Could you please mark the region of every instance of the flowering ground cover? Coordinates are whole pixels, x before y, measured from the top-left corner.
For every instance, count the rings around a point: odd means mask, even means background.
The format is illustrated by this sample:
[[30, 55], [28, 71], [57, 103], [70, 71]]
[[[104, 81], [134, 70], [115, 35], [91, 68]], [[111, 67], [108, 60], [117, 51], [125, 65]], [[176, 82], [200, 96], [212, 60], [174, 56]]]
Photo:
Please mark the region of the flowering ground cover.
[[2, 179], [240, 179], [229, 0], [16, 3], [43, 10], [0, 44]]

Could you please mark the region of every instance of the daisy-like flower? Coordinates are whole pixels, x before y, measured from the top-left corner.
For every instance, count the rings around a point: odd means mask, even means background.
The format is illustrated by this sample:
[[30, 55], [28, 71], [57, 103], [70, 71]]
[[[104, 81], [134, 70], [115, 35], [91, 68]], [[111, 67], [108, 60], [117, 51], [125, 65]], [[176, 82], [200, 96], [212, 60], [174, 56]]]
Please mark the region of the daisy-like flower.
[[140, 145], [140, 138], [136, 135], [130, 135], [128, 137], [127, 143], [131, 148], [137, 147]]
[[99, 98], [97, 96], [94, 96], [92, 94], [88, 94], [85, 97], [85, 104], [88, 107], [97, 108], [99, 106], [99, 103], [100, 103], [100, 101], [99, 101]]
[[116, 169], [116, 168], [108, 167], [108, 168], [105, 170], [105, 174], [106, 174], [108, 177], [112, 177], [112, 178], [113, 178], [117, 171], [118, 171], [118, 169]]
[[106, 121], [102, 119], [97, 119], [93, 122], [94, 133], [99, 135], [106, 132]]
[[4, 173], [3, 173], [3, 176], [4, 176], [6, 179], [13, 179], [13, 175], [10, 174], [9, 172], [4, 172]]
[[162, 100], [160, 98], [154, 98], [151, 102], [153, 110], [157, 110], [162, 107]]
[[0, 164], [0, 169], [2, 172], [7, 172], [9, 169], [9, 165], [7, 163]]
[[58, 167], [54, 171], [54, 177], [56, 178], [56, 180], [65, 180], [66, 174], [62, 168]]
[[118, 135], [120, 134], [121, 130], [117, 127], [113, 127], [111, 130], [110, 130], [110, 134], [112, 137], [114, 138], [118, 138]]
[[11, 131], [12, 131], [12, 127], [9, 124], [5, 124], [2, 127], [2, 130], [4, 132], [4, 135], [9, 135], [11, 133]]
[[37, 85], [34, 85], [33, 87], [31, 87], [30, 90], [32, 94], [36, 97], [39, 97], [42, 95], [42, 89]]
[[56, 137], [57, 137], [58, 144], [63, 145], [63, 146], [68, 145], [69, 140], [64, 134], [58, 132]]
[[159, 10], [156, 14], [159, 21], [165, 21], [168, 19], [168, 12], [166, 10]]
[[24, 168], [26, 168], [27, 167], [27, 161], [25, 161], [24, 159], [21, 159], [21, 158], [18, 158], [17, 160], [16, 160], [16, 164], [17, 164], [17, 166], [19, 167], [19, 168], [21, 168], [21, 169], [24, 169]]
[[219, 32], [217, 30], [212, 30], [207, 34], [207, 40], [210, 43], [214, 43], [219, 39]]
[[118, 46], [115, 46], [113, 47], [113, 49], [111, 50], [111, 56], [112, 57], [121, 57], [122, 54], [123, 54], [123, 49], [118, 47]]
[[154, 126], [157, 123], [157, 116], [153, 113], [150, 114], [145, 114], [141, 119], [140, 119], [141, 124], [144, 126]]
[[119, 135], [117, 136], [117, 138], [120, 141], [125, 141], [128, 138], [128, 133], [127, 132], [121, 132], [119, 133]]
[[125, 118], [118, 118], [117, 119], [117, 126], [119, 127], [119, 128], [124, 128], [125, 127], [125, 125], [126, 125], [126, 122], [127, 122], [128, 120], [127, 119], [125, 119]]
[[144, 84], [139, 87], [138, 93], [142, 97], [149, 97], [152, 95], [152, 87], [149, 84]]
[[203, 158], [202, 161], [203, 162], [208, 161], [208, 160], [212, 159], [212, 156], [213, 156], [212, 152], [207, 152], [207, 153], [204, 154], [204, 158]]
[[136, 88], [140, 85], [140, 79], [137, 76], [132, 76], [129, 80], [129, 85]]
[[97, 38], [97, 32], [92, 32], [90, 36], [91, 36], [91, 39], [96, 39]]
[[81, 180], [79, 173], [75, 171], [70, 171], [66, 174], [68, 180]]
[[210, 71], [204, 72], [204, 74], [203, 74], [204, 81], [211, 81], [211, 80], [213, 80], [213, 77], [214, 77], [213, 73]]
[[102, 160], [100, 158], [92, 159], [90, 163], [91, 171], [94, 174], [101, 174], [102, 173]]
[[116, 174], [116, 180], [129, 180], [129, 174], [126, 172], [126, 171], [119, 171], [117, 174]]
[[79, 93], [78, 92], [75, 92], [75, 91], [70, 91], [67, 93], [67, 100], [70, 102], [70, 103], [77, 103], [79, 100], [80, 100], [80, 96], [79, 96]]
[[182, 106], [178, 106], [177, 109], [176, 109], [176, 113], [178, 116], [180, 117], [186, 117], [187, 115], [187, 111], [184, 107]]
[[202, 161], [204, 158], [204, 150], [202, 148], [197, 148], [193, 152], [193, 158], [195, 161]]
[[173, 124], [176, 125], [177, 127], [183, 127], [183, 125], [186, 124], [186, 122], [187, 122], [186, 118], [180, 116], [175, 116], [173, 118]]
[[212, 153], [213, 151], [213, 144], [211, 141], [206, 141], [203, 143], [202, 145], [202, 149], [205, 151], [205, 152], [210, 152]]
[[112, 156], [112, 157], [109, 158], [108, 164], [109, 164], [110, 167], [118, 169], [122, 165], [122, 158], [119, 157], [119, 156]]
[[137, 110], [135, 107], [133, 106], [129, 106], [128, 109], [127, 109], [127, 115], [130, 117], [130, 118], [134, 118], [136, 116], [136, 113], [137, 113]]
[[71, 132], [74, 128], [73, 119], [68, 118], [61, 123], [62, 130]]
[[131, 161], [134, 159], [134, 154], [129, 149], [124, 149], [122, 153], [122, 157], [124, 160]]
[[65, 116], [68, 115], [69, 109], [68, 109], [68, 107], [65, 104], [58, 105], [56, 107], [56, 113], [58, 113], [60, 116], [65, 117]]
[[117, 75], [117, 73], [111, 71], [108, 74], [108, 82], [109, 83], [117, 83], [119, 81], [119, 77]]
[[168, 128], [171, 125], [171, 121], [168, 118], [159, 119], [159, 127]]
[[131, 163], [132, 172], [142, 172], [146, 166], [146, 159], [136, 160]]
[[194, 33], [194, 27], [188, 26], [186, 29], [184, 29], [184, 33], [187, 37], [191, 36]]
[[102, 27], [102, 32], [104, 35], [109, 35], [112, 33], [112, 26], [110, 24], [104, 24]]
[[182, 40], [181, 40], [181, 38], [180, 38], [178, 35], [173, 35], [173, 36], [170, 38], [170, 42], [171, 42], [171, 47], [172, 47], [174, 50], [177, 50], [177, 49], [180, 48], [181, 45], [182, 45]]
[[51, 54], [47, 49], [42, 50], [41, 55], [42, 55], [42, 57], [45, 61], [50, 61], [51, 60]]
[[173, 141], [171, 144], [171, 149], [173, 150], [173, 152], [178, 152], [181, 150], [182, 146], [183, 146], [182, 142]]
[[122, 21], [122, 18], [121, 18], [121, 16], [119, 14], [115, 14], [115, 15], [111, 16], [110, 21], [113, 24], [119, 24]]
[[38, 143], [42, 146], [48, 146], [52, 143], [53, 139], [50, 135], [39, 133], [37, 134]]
....
§ YOUR GOAL: Wherever the string "before" occurs in the data, copy the line that holds it.

§ SOLUTION:
Could you please mark the region of every instance of the flowering ground cover? Coordinates are whole pixels, x before y, measured from the top-left corner.
Could you please mark the region of every instance of the daisy-like flower? Coordinates are whole pixels, x before y, measured from the top-left corner.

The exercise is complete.